--- Begin ---

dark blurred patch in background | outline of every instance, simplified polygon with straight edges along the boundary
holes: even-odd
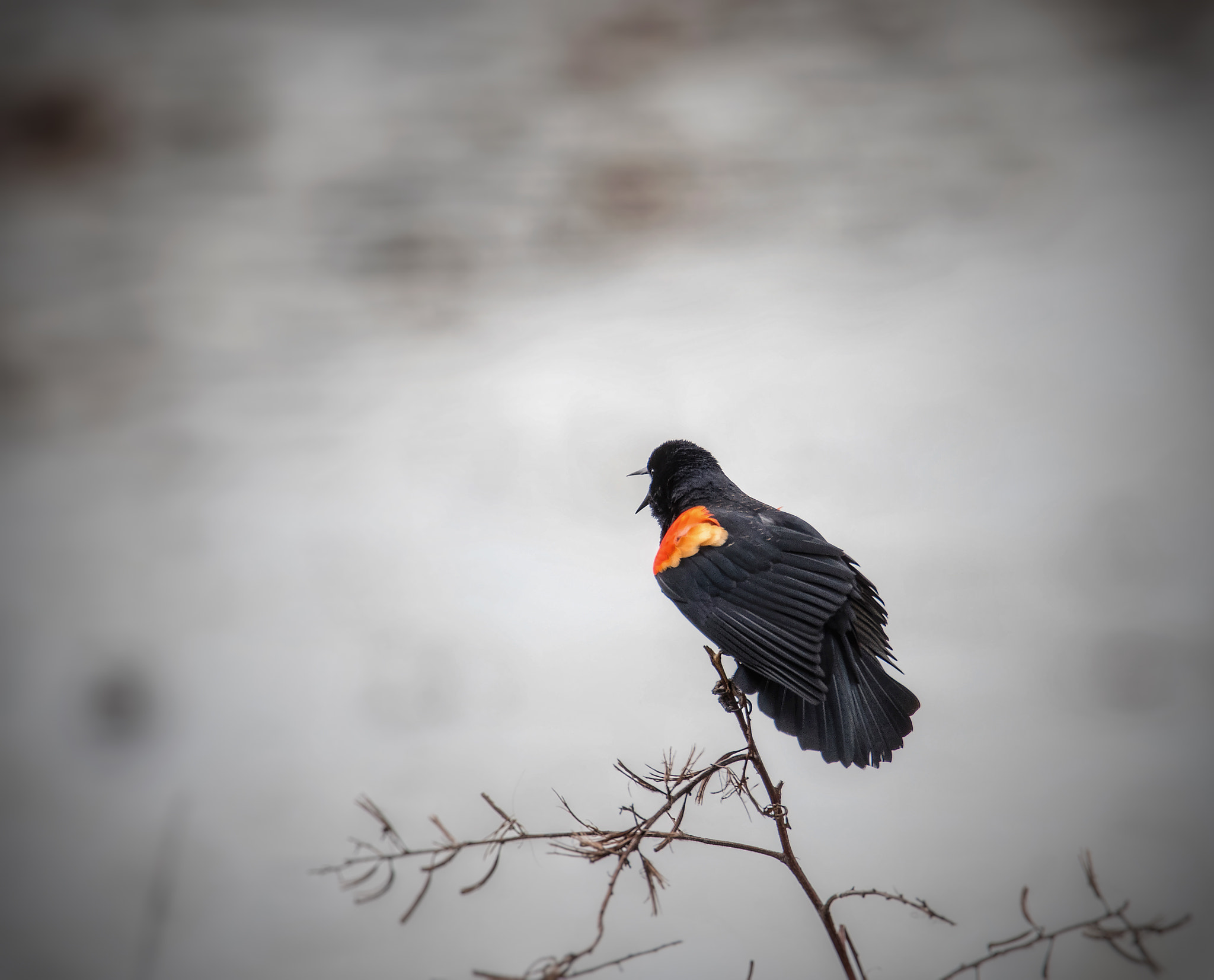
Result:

--- End ---
--- Begin ---

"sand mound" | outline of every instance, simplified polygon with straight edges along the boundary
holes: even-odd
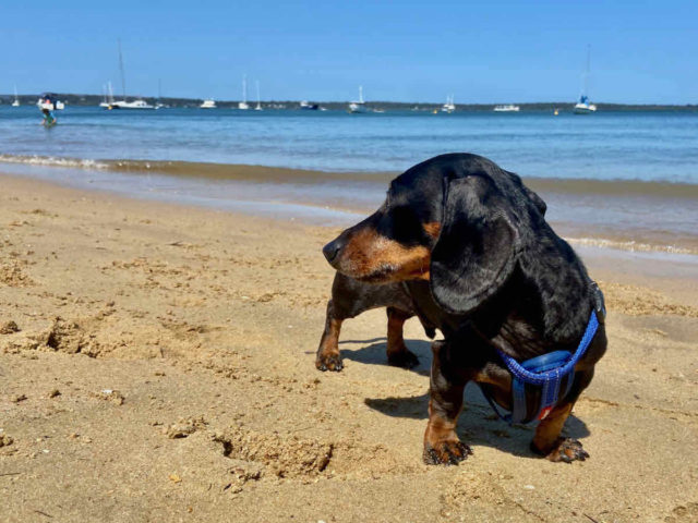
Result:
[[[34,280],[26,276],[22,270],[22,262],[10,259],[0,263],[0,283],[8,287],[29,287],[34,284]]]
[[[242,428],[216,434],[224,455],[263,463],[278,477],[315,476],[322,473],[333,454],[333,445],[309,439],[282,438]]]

--- End ---
--- Begin ---

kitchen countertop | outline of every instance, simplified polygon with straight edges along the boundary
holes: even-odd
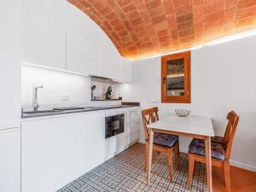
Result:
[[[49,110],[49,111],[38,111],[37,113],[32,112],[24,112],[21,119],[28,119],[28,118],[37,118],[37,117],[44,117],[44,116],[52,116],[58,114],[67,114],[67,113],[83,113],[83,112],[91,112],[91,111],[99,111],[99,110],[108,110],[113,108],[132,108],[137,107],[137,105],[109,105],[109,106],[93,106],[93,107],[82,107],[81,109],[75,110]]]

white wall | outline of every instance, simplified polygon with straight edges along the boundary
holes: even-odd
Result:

--- End ---

## Stated task
How many lines in the records above contain the string "along", with case counting? Give only the number.

## Response for this exercise
4